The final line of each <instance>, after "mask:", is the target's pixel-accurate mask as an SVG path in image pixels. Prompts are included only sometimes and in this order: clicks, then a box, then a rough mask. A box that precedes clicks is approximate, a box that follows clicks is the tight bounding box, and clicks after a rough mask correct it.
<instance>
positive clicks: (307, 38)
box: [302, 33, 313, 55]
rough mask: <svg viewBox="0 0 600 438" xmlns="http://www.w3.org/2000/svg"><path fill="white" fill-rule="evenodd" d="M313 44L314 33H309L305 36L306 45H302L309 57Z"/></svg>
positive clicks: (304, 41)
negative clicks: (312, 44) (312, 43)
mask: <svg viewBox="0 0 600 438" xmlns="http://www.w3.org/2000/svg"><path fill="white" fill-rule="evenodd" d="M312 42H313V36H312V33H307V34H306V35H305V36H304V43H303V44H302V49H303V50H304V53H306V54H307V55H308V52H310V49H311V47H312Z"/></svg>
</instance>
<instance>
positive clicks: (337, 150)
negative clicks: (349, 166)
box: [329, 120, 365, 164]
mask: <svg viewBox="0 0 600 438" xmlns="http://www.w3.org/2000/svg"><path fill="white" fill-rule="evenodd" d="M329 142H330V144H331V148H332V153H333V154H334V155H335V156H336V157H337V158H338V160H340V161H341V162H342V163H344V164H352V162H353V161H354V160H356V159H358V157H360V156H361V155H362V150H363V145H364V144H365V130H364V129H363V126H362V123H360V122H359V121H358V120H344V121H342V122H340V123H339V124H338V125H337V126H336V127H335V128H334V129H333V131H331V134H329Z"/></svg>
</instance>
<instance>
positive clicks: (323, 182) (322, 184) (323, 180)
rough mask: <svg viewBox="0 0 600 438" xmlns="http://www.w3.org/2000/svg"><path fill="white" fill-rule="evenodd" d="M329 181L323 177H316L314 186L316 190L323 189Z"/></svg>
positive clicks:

####

▸ JOB ITEM:
List every line of the data that contains the string "evenodd", copying each in full. Matching is case-sensitive.

▸ RESPONSE TO THIS TASK:
rough mask: <svg viewBox="0 0 600 438" xmlns="http://www.w3.org/2000/svg"><path fill="white" fill-rule="evenodd" d="M313 44L314 33H309L305 36L306 45H302L309 57Z"/></svg>
mask: <svg viewBox="0 0 600 438" xmlns="http://www.w3.org/2000/svg"><path fill="white" fill-rule="evenodd" d="M312 42H313V36H312V33H307V34H306V35H305V36H304V43H303V44H302V49H303V50H304V53H306V54H307V55H308V52H310V49H311V47H312Z"/></svg>
mask: <svg viewBox="0 0 600 438" xmlns="http://www.w3.org/2000/svg"><path fill="white" fill-rule="evenodd" d="M329 142H330V144H331V148H332V153H333V154H334V155H335V156H336V157H337V158H338V160H340V161H341V162H342V163H344V164H352V162H353V161H354V160H356V159H358V157H360V156H361V155H362V150H363V145H364V144H365V130H364V129H363V126H362V123H360V122H359V121H358V120H344V121H342V122H340V123H339V124H338V125H337V126H336V127H335V128H334V129H333V131H331V134H329Z"/></svg>
rough mask: <svg viewBox="0 0 600 438" xmlns="http://www.w3.org/2000/svg"><path fill="white" fill-rule="evenodd" d="M329 181L323 177H316L314 186L316 190L323 189Z"/></svg>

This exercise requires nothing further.